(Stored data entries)

—————

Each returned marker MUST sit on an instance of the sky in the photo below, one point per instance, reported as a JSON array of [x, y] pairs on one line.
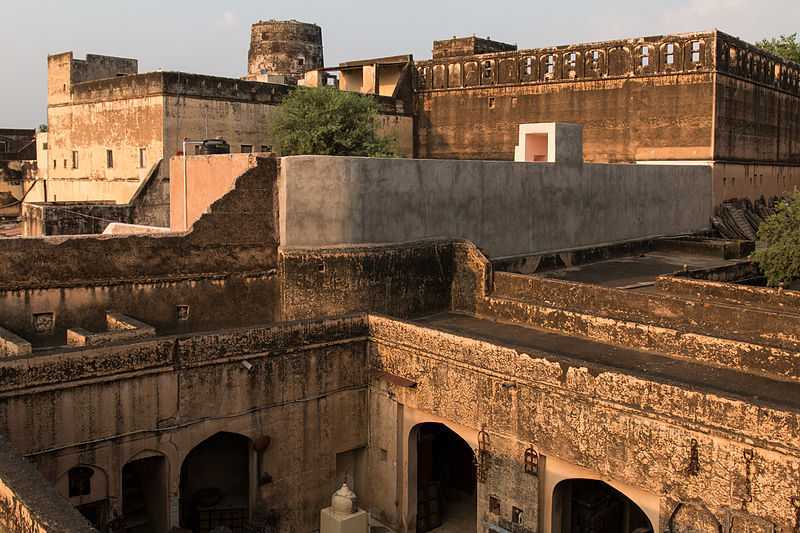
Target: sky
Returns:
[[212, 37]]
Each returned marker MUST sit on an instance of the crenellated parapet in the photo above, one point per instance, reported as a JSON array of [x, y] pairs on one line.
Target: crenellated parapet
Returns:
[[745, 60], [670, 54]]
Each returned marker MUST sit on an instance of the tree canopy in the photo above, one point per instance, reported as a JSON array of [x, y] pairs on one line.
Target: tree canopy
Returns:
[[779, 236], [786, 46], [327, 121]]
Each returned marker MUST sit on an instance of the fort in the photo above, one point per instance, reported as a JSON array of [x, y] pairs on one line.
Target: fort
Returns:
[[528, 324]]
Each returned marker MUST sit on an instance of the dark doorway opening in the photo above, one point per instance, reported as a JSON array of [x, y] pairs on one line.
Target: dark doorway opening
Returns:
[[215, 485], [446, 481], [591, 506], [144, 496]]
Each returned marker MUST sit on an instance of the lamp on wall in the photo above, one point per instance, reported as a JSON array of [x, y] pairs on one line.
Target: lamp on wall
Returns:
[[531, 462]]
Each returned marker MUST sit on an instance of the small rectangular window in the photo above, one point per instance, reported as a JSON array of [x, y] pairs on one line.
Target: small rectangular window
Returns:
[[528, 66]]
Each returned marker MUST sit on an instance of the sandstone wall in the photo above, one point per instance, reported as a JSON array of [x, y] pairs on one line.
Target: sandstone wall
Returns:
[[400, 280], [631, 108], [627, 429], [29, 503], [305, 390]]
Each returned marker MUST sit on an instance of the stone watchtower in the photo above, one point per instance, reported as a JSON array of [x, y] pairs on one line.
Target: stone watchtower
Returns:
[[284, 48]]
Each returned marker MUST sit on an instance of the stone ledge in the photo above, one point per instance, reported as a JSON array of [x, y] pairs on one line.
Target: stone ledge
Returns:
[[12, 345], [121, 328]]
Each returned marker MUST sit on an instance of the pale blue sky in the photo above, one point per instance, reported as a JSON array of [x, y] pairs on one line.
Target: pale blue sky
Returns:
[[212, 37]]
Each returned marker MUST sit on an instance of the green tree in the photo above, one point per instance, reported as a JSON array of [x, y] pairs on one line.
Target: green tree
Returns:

—————

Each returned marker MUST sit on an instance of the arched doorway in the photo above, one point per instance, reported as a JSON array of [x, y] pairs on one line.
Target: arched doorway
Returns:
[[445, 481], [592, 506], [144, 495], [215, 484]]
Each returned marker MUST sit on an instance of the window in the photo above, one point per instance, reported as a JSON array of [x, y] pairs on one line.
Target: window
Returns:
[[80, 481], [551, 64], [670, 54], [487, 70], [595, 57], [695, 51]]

—————

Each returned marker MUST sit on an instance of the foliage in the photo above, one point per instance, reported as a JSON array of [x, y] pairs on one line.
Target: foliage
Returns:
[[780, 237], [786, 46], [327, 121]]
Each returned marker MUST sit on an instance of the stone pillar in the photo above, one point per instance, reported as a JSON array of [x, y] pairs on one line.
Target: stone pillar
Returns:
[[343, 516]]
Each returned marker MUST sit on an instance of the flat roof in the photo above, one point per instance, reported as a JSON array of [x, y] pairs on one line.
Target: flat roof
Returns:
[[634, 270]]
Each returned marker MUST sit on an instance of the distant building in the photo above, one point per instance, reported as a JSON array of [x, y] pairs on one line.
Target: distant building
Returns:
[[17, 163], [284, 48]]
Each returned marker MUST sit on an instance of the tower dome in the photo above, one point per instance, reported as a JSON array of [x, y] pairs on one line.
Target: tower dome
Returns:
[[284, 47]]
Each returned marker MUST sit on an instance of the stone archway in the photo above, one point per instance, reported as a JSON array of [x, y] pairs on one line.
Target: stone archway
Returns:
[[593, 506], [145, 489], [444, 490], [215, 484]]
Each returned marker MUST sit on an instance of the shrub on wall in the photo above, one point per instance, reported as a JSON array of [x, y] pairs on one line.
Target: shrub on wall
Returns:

—————

**AIM OF THE EXERCISE**
Each line between the one holding "Each returned marker MUST sit on an instance of the sky" and the one holding "Each returned marker MUST sit on an instance of the tree", inclusive, should be copied exactly as it appears above, and pictures should be omitted.

**SOLUTION**
Each returned marker MUST sit on an instance of the sky in the photo below, one point per instance, reported as a JSON array of [x, y] pairs on one line.
Target: sky
Returns:
[[212, 37]]
Each returned marker MUST sit on an instance of the crenellated parapet in the photo above, one point per instance, reported as a JSON array of [x, y] pairs on one line.
Target: crenellated parapet
Returns:
[[745, 60], [670, 54]]
Each returned marker MUST sit on an instance of the tree canopy in the photo above, one point per instance, reported as a JSON array of [x, y] pairs on one line.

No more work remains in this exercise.